Texto:
Intervenções
Intervenção de Francisco Oliveira

Região Autónoma da Madeira: Para lá dos 9A 4M 2D

14 de junho, 2019

O dia 28 de dezembro de 2018 constitui um marco na luta sindical na Região Autónoma da Madeira, não tanto pela publicação do modelo de recuperação de todo o tempo de serviço dos períodos de congelamento, mas mais pelos desafios que isso nos abriu para o futuro. Na verdade, a publicação do Decreto Legislativo Regional 23/2018 foi encarado pela Secretaria Regional de Educação como um porto de chegada definitivo, como se depois dele não houvesse mais mares para navegar. Nessa visão, aí terminava o modelo de sindicalismo que tinha marcado as 4 décadas da existência do Sindicato dos Professores da Madeira. Era, pois, necessário inventar outra forma de atuação já que, na perspetiva da SRE, parecia ter deixado de fazer sentido a existência de um sindicalismo ativo, de reivindicação direta dos direitos dos docentes. Tinha acabado, pensavam eles, a tensão própria de quem se encontra em polos opostos na mesa de negociações. Pensavam eles que, em termos de relacionamento institucional, a nossa forma de atuação só poderia ser de reverência e de reconhecimento público de uma dádiva proporcionada pela benevolência dos nossos governantes. Muita sorte tinham os professores e os educadores por terem à frente dos destinos da RAM governantes tão seus amigos. Deixavam, pois, de fazer sentido quaisquer reivindicações profissionais ou, muito menos, iniciativas públicas de contestação.

Depois desta benesse dos deuses, competia ao SPM agradecer, reconhecer publicamente a sorte que era ser docente na RAM e reduzir-se ao papel de mera associação recreativa e cultural preocupada com o entretenimento dos seus associados.

[Registos de origem]
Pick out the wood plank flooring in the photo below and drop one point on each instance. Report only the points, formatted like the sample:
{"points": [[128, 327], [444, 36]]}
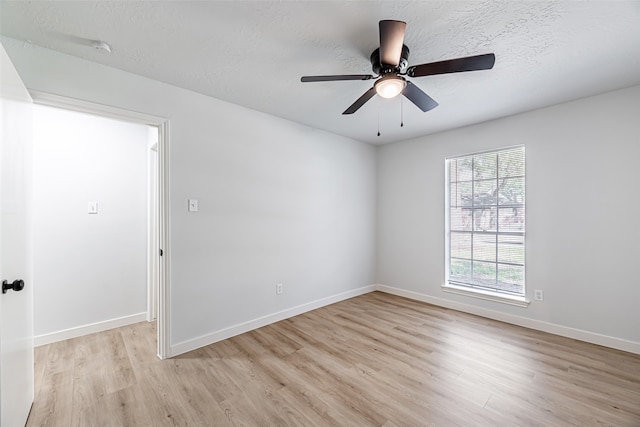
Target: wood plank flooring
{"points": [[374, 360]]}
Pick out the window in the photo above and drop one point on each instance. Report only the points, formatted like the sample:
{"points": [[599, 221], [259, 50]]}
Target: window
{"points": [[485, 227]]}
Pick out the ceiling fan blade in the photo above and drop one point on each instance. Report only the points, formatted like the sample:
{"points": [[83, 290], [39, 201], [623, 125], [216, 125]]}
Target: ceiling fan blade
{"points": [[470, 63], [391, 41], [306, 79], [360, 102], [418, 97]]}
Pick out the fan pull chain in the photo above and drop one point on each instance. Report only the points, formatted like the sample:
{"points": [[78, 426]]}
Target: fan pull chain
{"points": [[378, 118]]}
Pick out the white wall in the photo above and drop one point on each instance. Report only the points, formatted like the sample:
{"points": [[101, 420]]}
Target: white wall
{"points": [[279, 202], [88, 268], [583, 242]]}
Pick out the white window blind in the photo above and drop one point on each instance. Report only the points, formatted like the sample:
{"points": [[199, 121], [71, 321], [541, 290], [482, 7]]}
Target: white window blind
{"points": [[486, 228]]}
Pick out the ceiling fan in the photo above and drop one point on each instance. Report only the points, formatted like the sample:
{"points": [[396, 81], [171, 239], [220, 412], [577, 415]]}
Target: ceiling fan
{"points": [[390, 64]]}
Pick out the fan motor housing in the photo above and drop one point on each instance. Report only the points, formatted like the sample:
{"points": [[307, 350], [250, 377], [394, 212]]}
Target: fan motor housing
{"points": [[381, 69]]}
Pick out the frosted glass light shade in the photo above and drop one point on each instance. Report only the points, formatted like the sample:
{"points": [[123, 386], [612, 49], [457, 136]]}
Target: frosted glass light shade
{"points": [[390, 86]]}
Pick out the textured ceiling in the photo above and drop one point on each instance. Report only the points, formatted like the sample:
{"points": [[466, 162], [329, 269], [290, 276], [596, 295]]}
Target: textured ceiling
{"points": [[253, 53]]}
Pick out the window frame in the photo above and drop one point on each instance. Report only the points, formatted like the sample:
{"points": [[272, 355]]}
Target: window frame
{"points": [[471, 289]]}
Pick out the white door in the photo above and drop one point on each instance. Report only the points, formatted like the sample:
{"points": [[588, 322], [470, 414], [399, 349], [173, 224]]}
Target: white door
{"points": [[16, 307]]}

==

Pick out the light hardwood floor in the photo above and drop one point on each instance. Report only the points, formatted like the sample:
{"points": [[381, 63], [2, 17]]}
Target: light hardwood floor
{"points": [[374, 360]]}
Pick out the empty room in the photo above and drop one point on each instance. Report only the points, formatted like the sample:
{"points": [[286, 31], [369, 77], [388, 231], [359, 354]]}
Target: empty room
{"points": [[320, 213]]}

Exercícios a realizar:
1. Diga se cada afirmação está de acordo com o texto sobre o sindicalismo na Madeira. Responda sim ou não e cite as palavras do texto que o decidem.
(a) O Sindicato dos Professores da Madeira existe há quatro décadas.
(b) A Secretaria Regional de Educação encarou o Decreto Legislativo Regional 23/2018 como um ponto de partida para novas negociações.
(c) A importância do dia 28 de dezembro de 2018 está sobretudo nos desafios que abriu para o futuro.
2. Retome o texto sobre o sindicalismo na Madeira e continue-o a partir da última frase.

Respostas:
1.
(a) Sim: «o modelo de sindicalismo que tinha marcado as 4 décadas da existência do Sindicato dos Professores da Madeira».
(b) Não: «foi encarado pela Secretaria Regional de Educação como um porto de chegada definitivo».
(c) Sim: «não tanto pela publicação do modelo de recuperação de todo o tempo de serviço dos períodos de congelamento, mas mais pelos desafios que isso nos abriu para o futuro».

2.
Só que a realidade para quem anda no terreno e reflete vai muito para além da recuperação do tempo de serviço. Esse foi um problema que se arrastou por mais de uma década, ao longo da qual foram criados ou ficaram por resolver outras questões profundas. A resolução da injustiça causada pelo congelamento não pode, por isso, ser vista como um apagador que ao passar sobre o quadro profissional docente apaga tudo o mais. Não, hoje estão, ainda, por resolver inúmeras injustiças que continuam a pôr em causa o respeito pelos direitos dos docentes! Por isso, resolvido (pelo menos, de momento) aquele problema, partiu, de imediato, o SPM para outras lutas igualmente importantes. Resultado, saímos de um congelamento e entramos noutro: o das relações institucionais entre a Secretaria Regional de Educação e o SPM e, sobretudo, com a Direção Regional de Inovação e Gestão, responsável pela gestão do pessoal docente, que se tem recusado a reunir connosco desde o início do presente ano letivo.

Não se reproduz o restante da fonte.